» What you need to do
Leave out the pictures and transcribe every entry below exactly.

(Data entries)
--------------------------------------------------
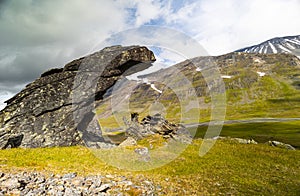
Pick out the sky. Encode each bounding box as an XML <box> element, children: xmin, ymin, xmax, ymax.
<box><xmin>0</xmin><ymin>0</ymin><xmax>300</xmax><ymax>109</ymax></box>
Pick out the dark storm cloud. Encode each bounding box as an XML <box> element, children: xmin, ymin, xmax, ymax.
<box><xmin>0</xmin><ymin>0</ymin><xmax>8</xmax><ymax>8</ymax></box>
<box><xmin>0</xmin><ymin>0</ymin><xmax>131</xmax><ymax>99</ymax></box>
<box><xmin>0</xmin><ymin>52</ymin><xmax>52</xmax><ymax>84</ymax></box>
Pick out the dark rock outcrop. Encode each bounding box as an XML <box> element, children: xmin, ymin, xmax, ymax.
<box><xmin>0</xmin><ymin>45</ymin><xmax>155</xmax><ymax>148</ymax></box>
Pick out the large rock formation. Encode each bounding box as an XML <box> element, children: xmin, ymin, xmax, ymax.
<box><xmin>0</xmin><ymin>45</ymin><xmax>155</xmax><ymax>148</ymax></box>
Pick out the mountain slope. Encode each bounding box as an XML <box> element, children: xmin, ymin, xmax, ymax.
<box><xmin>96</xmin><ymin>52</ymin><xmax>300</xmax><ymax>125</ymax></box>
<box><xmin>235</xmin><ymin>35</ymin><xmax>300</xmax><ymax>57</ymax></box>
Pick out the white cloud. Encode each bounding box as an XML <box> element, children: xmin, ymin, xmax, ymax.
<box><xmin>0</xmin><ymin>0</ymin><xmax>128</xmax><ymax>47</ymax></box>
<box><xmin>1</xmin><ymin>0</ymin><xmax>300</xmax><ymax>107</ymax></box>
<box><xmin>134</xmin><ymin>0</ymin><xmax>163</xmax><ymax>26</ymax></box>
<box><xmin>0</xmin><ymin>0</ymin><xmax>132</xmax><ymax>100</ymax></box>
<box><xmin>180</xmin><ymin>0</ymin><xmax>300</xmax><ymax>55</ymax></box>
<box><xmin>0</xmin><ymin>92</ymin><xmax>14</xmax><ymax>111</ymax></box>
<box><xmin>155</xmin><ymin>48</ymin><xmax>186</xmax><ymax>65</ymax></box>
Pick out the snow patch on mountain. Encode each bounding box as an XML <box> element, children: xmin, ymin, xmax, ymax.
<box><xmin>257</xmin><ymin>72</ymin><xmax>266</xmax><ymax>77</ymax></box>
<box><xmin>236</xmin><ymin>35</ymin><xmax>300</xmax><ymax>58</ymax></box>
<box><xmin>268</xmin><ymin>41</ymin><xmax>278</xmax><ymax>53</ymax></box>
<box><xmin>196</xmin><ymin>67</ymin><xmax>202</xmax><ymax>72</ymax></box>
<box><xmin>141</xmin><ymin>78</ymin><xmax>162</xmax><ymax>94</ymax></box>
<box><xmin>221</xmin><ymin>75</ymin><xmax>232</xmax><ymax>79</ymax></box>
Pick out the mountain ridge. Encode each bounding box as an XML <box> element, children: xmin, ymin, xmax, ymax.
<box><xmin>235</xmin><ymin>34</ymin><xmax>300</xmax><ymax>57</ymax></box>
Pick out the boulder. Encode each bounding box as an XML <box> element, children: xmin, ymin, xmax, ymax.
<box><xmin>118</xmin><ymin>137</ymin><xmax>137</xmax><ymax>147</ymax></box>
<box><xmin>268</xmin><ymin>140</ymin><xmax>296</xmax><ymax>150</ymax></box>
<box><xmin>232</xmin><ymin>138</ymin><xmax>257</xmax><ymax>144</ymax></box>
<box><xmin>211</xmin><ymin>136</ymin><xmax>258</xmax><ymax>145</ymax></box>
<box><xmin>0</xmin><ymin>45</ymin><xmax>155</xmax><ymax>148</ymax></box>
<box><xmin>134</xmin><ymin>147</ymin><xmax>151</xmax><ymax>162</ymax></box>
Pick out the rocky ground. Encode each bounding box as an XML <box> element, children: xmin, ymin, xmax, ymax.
--------------------------------------------------
» Solution
Pick out the sky. Encode each bounding box as an XML <box> element, children: xmin, ymin, xmax, ymax.
<box><xmin>0</xmin><ymin>0</ymin><xmax>300</xmax><ymax>109</ymax></box>
Pick out the dark storm cloud. Encode each bounding box as an XML <box> element, children: xmin, ymin, xmax, ymax.
<box><xmin>0</xmin><ymin>0</ymin><xmax>8</xmax><ymax>8</ymax></box>
<box><xmin>0</xmin><ymin>0</ymin><xmax>131</xmax><ymax>99</ymax></box>
<box><xmin>0</xmin><ymin>52</ymin><xmax>52</xmax><ymax>84</ymax></box>
Pick out the dark rock outcrop. Encode each bounding box as an XML <box> element, children: xmin, ymin, xmax, ymax.
<box><xmin>0</xmin><ymin>45</ymin><xmax>155</xmax><ymax>148</ymax></box>
Pick out the large rock formation. Encode each bounding box as an XML <box> element, children: xmin, ymin, xmax, ymax.
<box><xmin>0</xmin><ymin>45</ymin><xmax>155</xmax><ymax>148</ymax></box>
Pick out the mountain slope. Encode each bounding box as an XML <box> element, children: xmin, ymin, xmax, ymax.
<box><xmin>96</xmin><ymin>52</ymin><xmax>300</xmax><ymax>125</ymax></box>
<box><xmin>235</xmin><ymin>35</ymin><xmax>300</xmax><ymax>57</ymax></box>
Pick out the white cloud. Encode each bounding box as an XML <box> element, children: xmin, ymin, xmax, ymax.
<box><xmin>0</xmin><ymin>0</ymin><xmax>128</xmax><ymax>47</ymax></box>
<box><xmin>1</xmin><ymin>0</ymin><xmax>300</xmax><ymax>107</ymax></box>
<box><xmin>134</xmin><ymin>0</ymin><xmax>163</xmax><ymax>26</ymax></box>
<box><xmin>0</xmin><ymin>0</ymin><xmax>132</xmax><ymax>100</ymax></box>
<box><xmin>180</xmin><ymin>0</ymin><xmax>300</xmax><ymax>55</ymax></box>
<box><xmin>0</xmin><ymin>92</ymin><xmax>14</xmax><ymax>111</ymax></box>
<box><xmin>155</xmin><ymin>48</ymin><xmax>186</xmax><ymax>65</ymax></box>
Pick out the snow patch on mountain. Encode each bounding box as an XML <box> element, children: xmin, ymin, xmax, ymax.
<box><xmin>257</xmin><ymin>72</ymin><xmax>266</xmax><ymax>77</ymax></box>
<box><xmin>236</xmin><ymin>35</ymin><xmax>300</xmax><ymax>58</ymax></box>
<box><xmin>268</xmin><ymin>41</ymin><xmax>278</xmax><ymax>53</ymax></box>
<box><xmin>196</xmin><ymin>67</ymin><xmax>202</xmax><ymax>72</ymax></box>
<box><xmin>141</xmin><ymin>78</ymin><xmax>162</xmax><ymax>94</ymax></box>
<box><xmin>221</xmin><ymin>75</ymin><xmax>232</xmax><ymax>79</ymax></box>
Pick out the mountain ridge. Encode each bounding box as an XML <box> element, children: xmin, ymin, xmax, ymax.
<box><xmin>235</xmin><ymin>34</ymin><xmax>300</xmax><ymax>57</ymax></box>
Pick out the boulder. Encode each bounding box as an XML <box> element, children: xmin, ymin, xmax, ymax.
<box><xmin>118</xmin><ymin>137</ymin><xmax>137</xmax><ymax>147</ymax></box>
<box><xmin>268</xmin><ymin>140</ymin><xmax>296</xmax><ymax>150</ymax></box>
<box><xmin>232</xmin><ymin>138</ymin><xmax>257</xmax><ymax>144</ymax></box>
<box><xmin>211</xmin><ymin>136</ymin><xmax>258</xmax><ymax>145</ymax></box>
<box><xmin>0</xmin><ymin>45</ymin><xmax>155</xmax><ymax>148</ymax></box>
<box><xmin>134</xmin><ymin>147</ymin><xmax>151</xmax><ymax>162</ymax></box>
Pick out the rocky ground. Encode each bounding box as an XML <box> element, children: xmin, ymin, xmax, ymax.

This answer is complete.